Segment Start: Given records

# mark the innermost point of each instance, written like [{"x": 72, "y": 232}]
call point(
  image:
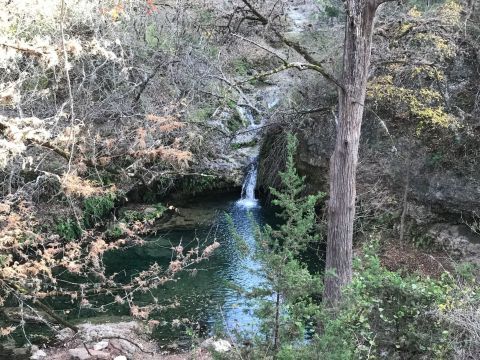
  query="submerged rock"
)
[
  {"x": 83, "y": 354},
  {"x": 38, "y": 355},
  {"x": 217, "y": 345}
]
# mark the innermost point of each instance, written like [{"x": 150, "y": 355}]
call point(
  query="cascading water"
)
[{"x": 247, "y": 198}]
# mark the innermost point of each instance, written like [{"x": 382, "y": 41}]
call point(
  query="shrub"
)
[
  {"x": 96, "y": 208},
  {"x": 68, "y": 229}
]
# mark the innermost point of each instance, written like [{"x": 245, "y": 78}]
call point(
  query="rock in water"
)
[
  {"x": 100, "y": 345},
  {"x": 83, "y": 354},
  {"x": 220, "y": 345},
  {"x": 38, "y": 355}
]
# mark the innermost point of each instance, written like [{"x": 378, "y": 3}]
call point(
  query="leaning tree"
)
[
  {"x": 360, "y": 15},
  {"x": 351, "y": 85}
]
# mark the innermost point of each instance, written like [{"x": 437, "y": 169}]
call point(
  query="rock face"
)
[
  {"x": 458, "y": 240},
  {"x": 217, "y": 345},
  {"x": 81, "y": 353}
]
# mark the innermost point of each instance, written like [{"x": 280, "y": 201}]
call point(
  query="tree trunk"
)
[{"x": 343, "y": 163}]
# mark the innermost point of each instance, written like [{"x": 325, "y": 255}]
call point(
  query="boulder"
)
[
  {"x": 217, "y": 345},
  {"x": 82, "y": 354}
]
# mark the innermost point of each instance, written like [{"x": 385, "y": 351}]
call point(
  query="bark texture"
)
[{"x": 343, "y": 163}]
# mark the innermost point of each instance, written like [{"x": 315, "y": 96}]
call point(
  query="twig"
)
[{"x": 130, "y": 341}]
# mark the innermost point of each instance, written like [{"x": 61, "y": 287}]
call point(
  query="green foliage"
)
[
  {"x": 114, "y": 232},
  {"x": 237, "y": 146},
  {"x": 96, "y": 208},
  {"x": 68, "y": 229},
  {"x": 291, "y": 315},
  {"x": 202, "y": 114},
  {"x": 241, "y": 66},
  {"x": 148, "y": 214},
  {"x": 197, "y": 184},
  {"x": 386, "y": 313}
]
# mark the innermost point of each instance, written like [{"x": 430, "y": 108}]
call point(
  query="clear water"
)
[{"x": 210, "y": 298}]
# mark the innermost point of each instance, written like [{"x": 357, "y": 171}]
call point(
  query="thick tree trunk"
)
[{"x": 343, "y": 163}]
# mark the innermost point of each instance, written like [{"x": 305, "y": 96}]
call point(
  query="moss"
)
[
  {"x": 68, "y": 229},
  {"x": 244, "y": 144},
  {"x": 134, "y": 215},
  {"x": 96, "y": 208}
]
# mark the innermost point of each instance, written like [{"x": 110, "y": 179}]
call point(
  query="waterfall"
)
[{"x": 247, "y": 198}]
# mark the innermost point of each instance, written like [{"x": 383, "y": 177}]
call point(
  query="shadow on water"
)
[{"x": 206, "y": 299}]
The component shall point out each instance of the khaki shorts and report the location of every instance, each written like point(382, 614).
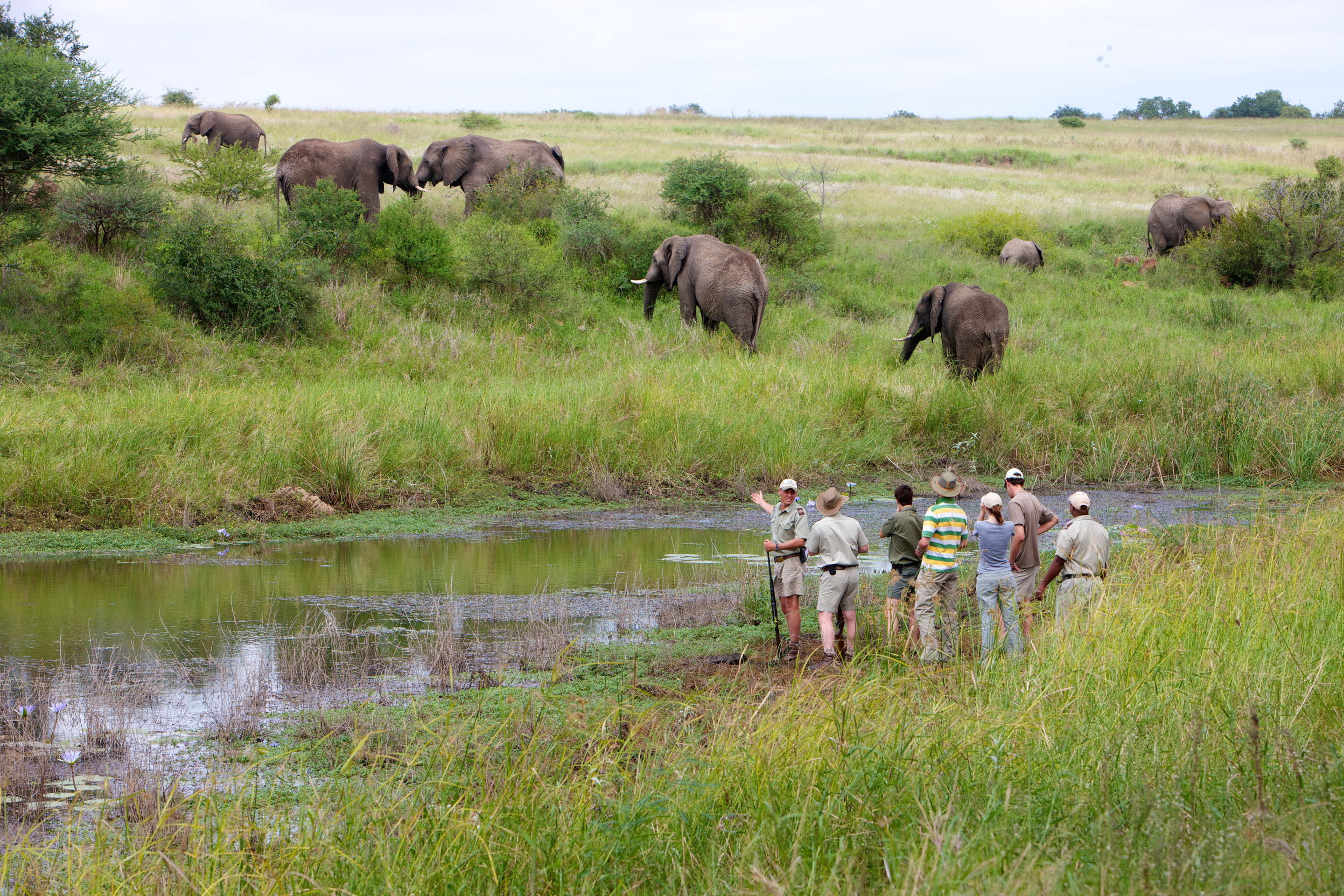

Segment End: Given records

* _Exercise prompt_
The answer must consist of every line from the entries that holds the string "rock".

* _Written response_
  query="submerged rock"
  query="rock in water"
  query="rock face"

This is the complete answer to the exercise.